[Entries for labeling bounding boxes]
------------------------

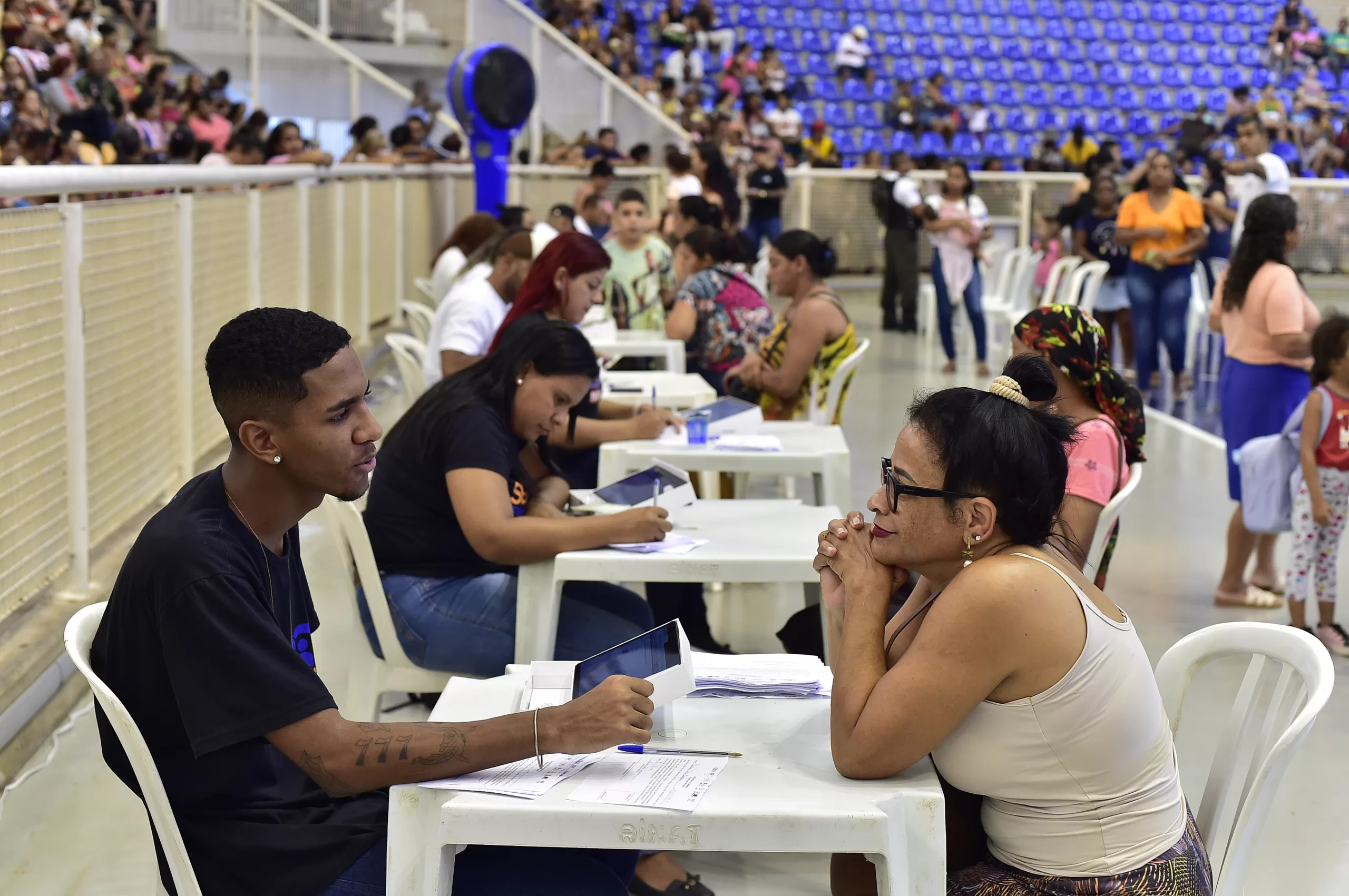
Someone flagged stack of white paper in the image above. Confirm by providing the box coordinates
[566,753,727,812]
[422,753,604,799]
[609,531,707,553]
[691,653,834,699]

------------------------

> _Task to carry out_
Put the material above into a CSV with two columns, "prompt" and "boxes," with one row per request holding its text and its answer. Wrap each field in quotes, replace line breaks with spaces, and leave out the pictures.

> _Answer in full_
prompt,boxes
"Someone flagged stack of white paper in the image above. Confirm by providing the box coordinates","[566,753,727,812] [422,753,604,799] [609,531,707,553] [691,653,834,699]"